▸ **Exercise requirements**
1. From the post on basing infantry, quote the passage between "You don't mention" and "in the rules.", inclusive.
2. Please list every unit scale that the post on basing infantry gives for "armor skirmish" level rules.
3. Answer these from the post on basing infantry:
(a) Which two threads does the writer suggest looking through as a starter?
(b) Under 1:1000 rules, what area does an infantry squad of 8-10 guys occupy?
(c) What battalion frontage does the writer say becomes hard to give with 1:2000 scale rules?

▸ **Extract to read**
You are likely to find many approaches to basing infantry among the members here. So you will get to chose from many good ideas.

I suggest taking a look through the "Show us yer stuff" thread, and the "AARs" thread, as a starter. You'll see lots of good approaches.

You don't mention what the ground scale is in your rules. Most "armor skirmish" level rules (1:1 unit scale for vehicles, 1:squad or 1:fireteam unit scale for infantry) use a ground scale of 1:1000 or 1:2000. This can also be presented as (approximately) 1in = 25yds or 1in = 50yds in the rules.

If you are using 1:1000 rules, your infantry squad of 8-10 guys is occupying an area 40yds wide by 25 yds deep. That's not too bad, except in close terrain. But with 1:2000 scale rules your occupying an area 80 yards wide with one squad. That seems excessive to me. Makes it pretty hard to give a battalion a 750-1000yd frontage.

▸ **Information provided**
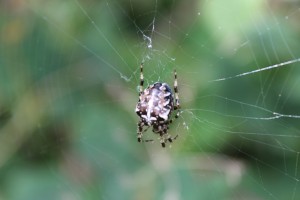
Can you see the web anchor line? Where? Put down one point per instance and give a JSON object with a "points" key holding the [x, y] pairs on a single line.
{"points": [[259, 70]]}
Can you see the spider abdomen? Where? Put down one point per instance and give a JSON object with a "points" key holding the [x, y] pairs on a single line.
{"points": [[155, 103]]}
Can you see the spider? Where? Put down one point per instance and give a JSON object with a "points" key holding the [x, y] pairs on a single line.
{"points": [[154, 108]]}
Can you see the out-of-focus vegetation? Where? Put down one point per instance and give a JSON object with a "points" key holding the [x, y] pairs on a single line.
{"points": [[68, 78]]}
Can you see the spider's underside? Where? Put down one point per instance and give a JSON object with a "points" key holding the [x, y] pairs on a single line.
{"points": [[155, 107]]}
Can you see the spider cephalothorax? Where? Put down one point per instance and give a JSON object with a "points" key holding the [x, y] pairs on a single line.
{"points": [[155, 107]]}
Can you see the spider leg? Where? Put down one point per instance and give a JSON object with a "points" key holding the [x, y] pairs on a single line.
{"points": [[177, 105], [141, 131], [141, 78]]}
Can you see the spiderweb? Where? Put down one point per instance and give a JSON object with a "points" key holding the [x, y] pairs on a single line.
{"points": [[69, 82]]}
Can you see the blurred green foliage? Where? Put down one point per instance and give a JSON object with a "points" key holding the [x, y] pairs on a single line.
{"points": [[68, 78]]}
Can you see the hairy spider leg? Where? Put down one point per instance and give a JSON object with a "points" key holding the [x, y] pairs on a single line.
{"points": [[177, 105], [141, 131], [141, 78]]}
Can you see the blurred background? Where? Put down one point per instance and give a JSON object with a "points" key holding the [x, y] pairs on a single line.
{"points": [[69, 76]]}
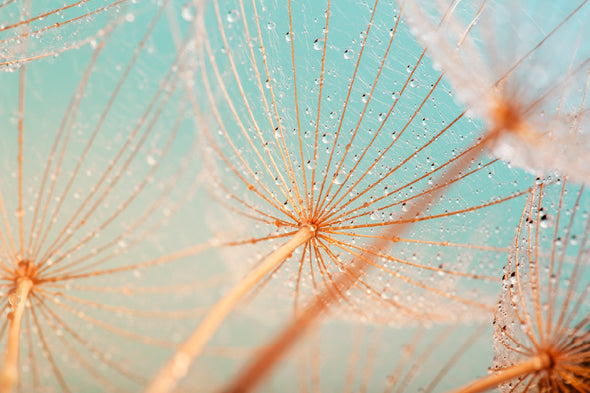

▸ **Answers in order**
1.
You don't mention what the ground scale is in your rules. Most "armor skirmish" level rules (1:1 unit scale for vehicles, 1:squad or 1:fireteam unit scale for infantry) use a ground scale of 1:1000 or 1:2000. This can also be presented as (approximately) 1in = 25yds or 1in = 50yds in the rules.

2.
1:1 unit scale for vehicles
1:squad unit scale for infantry
1:fireteam unit scale for infantry

3.
(a) The "Show us yer stuff" thread and the "AARs" thread.
(b) An area 40 yds wide by 25 yds deep.
(c) A 750-1000 yd frontage.